* Task to complete: Update the listing below by changing every "segment" to "region" and keeping everything else the same. Leave the pictures out of your answer.

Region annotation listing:

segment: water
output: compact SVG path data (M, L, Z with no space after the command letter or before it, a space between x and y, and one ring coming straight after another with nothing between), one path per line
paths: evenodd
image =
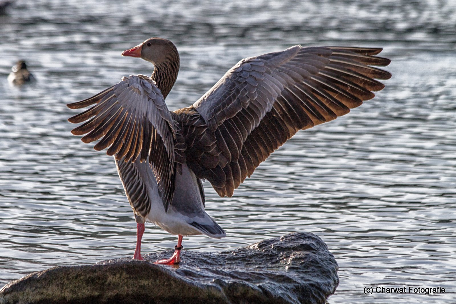
M393 77L376 98L301 131L231 198L205 183L232 249L312 232L337 261L336 303L456 298L456 4L453 1L18 1L0 16L0 287L31 271L133 254L135 224L112 158L83 144L65 104L151 66L121 52L170 39L181 69L170 109L197 100L239 59L291 45L383 46ZM38 82L11 88L25 59ZM176 238L146 225L144 254ZM366 287L446 289L373 294Z

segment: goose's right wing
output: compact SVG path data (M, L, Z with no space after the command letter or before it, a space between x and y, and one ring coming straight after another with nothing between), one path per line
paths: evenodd
M89 98L67 106L72 109L95 104L68 119L73 124L88 119L71 132L88 133L81 139L94 149L108 148L117 160L142 162L148 159L165 210L174 192L176 129L160 90L149 77L130 75Z
M192 106L175 111L187 165L220 196L299 130L334 119L384 88L379 48L303 47L246 58Z

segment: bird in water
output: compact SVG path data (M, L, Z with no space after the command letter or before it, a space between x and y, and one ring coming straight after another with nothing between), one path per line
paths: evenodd
M291 46L242 59L192 105L170 112L165 100L179 69L171 41L147 39L124 51L153 64L149 77L122 81L72 109L94 105L68 119L86 143L107 148L137 222L133 258L142 260L144 223L178 236L172 256L180 260L183 236L226 236L204 211L202 180L222 197L234 190L298 131L347 114L384 86L391 74L375 66L389 59L381 48Z
M27 69L27 65L23 60L20 60L11 68L8 75L8 81L11 84L21 86L26 82L34 81L35 77Z

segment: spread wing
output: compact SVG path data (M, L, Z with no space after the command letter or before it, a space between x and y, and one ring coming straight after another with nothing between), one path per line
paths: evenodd
M239 62L192 106L173 115L187 165L220 196L234 190L299 130L373 98L391 74L372 66L382 49L295 46Z
M78 109L95 104L68 119L73 124L89 119L72 131L88 133L81 140L116 160L132 162L148 159L165 210L174 191L176 128L160 90L144 75L124 77L119 83L85 100L67 106Z

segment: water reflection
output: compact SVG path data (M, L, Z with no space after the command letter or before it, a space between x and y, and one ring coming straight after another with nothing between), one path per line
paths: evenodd
M440 286L455 296L456 41L451 1L22 1L0 16L0 285L30 271L133 254L135 225L111 157L80 143L65 106L151 66L121 57L149 36L177 45L171 109L197 100L240 59L301 43L383 46L393 77L346 116L299 133L231 198L207 183L226 231L186 248L233 249L294 231L316 233L339 264L332 304L368 285ZM383 53L382 53L383 54ZM37 79L10 88L25 58ZM146 226L144 252L176 237ZM373 296L375 295L375 296Z

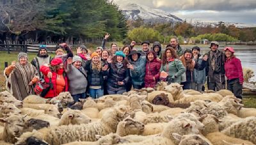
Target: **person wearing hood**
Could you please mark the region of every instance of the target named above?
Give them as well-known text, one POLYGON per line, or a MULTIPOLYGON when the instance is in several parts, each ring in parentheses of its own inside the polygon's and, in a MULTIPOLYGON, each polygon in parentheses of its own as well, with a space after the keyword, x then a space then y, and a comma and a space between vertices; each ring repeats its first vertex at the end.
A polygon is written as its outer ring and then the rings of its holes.
POLYGON ((158 60, 156 53, 153 50, 150 50, 146 55, 146 71, 145 76, 145 87, 154 88, 159 79, 161 60, 158 60))
POLYGON ((117 51, 109 65, 108 76, 108 92, 109 95, 122 94, 126 92, 129 75, 125 55, 117 51))
POLYGON ((144 87, 144 78, 146 71, 146 57, 141 54, 132 50, 128 55, 130 63, 127 67, 130 69, 130 76, 132 79, 133 88, 141 89, 144 87))
POLYGON ((186 69, 182 62, 179 59, 176 51, 172 47, 167 47, 163 53, 160 71, 164 71, 168 74, 166 81, 168 84, 180 83, 181 75, 185 72, 186 69))
POLYGON ((227 88, 236 97, 242 99, 244 78, 241 61, 234 55, 235 51, 233 47, 225 47, 224 51, 226 58, 225 71, 227 78, 227 88))
POLYGON ((153 43, 152 50, 156 53, 156 56, 158 59, 161 59, 161 50, 162 46, 159 41, 155 41, 153 43))
POLYGON ((47 48, 46 48, 46 45, 39 45, 38 53, 37 54, 36 57, 33 59, 31 63, 33 66, 34 66, 36 67, 37 71, 39 73, 39 77, 40 78, 42 78, 43 74, 40 71, 40 67, 44 64, 50 64, 52 59, 52 58, 51 57, 51 55, 48 55, 47 48))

* Task output:
region: water
output: compact SVG path data (M, L, Z with no space after the command letter or before it, a space between x and y, and one ring coming straight after another with nothing between), one path per line
paths: evenodd
image =
M393 77L376 98L301 131L231 198L205 183L232 249L312 232L337 261L336 303L456 298L456 4L453 1L18 1L0 16L0 287L31 271L133 254L135 224L112 158L83 144L65 104L151 66L121 52L170 39L181 69L170 109L197 100L239 59L291 45L383 46ZM38 82L11 88L25 59ZM176 238L146 225L144 254ZM366 287L446 289L373 294Z

region: goose's right wing
output: compact SVG path data (M, L, Z with no space after the command letter or before it, a space between x and y, and one ring coming straight after another with nothing between), one path per line
paths: evenodd
M89 98L67 106L72 109L95 104L68 119L73 124L88 119L71 132L88 133L81 139L94 149L108 148L117 160L142 162L148 159L165 210L174 192L176 129L160 90L149 77L130 75Z
M192 106L175 111L187 165L220 196L299 130L334 119L384 88L379 48L303 47L246 58Z

region: bird in water
output: compact SVG path data (M, L, Z with no space after the command letter or before it, a space between x and y, and one ring coming straight after another with nothing between), one path per line
paths: evenodd
M291 46L242 59L192 105L170 112L165 100L179 69L171 41L147 39L124 51L153 64L149 77L122 81L72 109L94 105L68 119L86 143L107 148L137 222L133 258L142 260L144 223L178 236L172 256L180 260L183 236L226 236L204 211L202 180L222 197L234 190L298 131L347 114L384 86L391 74L375 66L389 59L381 48Z
M27 69L27 65L23 60L20 60L11 68L8 75L8 81L11 84L21 86L26 82L34 81L35 77Z

region: spread wing
output: compact SVG path data (M, L, Z with no space after the command letter or before it, a space between x and y, and one ring coming straight after another with nothing between), one path per line
paths: evenodd
M239 62L192 106L173 115L187 165L220 196L234 190L299 130L373 98L391 74L372 66L382 49L295 46Z
M78 109L95 104L68 119L73 124L89 119L72 131L88 133L81 140L116 160L132 162L148 159L165 210L174 191L176 128L160 90L144 75L124 77L119 83L85 100L67 106Z

region: water reflection
output: compact SVG path data (M, L, Z with no space after the command letter or before it, a space between x and y, and one ring coming straight after another with nothing between), one path per line
paths: evenodd
M440 286L455 296L456 41L451 1L22 1L0 16L0 285L30 271L133 254L135 225L111 157L80 143L65 106L151 66L121 57L149 36L177 45L171 109L197 100L240 59L301 43L383 46L393 77L346 116L299 133L231 198L207 183L226 231L186 248L233 249L294 231L316 233L339 264L332 304L368 285ZM383 53L382 53L383 54ZM37 79L10 88L25 58ZM146 226L144 252L176 237ZM373 296L375 295L375 296Z

Target: **person wearing hood**
Could you please mark the region of every instance of the target named above?
Give them as well-known text, one POLYGON per line, or a MULTIPOLYGON when the instance is in several parts, each ring in parentheses of its own inside the polygon's and, in a MULTIPOLYGON, each polygon in parentheses of its own as well, with a space after the keyword, x then a space then y, and a comma and a space between vertices; each ring repeats its first vertex at the end.
A polygon is written as its outer ring and then the rings of its holes.
POLYGON ((158 60, 156 53, 153 50, 150 50, 146 55, 146 71, 145 76, 145 87, 154 88, 159 79, 161 60, 158 60))
POLYGON ((117 51, 109 65, 108 76, 108 92, 109 95, 122 94, 126 92, 129 75, 125 55, 117 51))
POLYGON ((144 87, 144 78, 146 71, 146 57, 141 54, 132 50, 128 55, 130 63, 127 67, 130 69, 130 76, 132 79, 133 88, 141 89, 144 87))
POLYGON ((186 69, 182 62, 179 59, 176 51, 172 47, 167 47, 163 53, 160 71, 164 71, 168 74, 166 81, 168 84, 180 83, 181 75, 185 72, 186 69))
POLYGON ((227 88, 236 97, 242 99, 244 78, 241 61, 234 55, 235 51, 233 47, 225 47, 224 51, 226 58, 225 71, 227 78, 227 88))
POLYGON ((153 43, 152 50, 156 53, 156 56, 158 59, 161 59, 161 50, 162 46, 159 41, 155 41, 153 43))
POLYGON ((47 48, 46 48, 46 45, 39 45, 38 53, 37 54, 36 57, 33 59, 31 63, 33 66, 34 66, 36 67, 37 71, 39 73, 39 77, 40 78, 42 78, 43 74, 40 71, 40 67, 44 64, 50 64, 52 59, 52 58, 51 57, 51 55, 48 55, 47 48))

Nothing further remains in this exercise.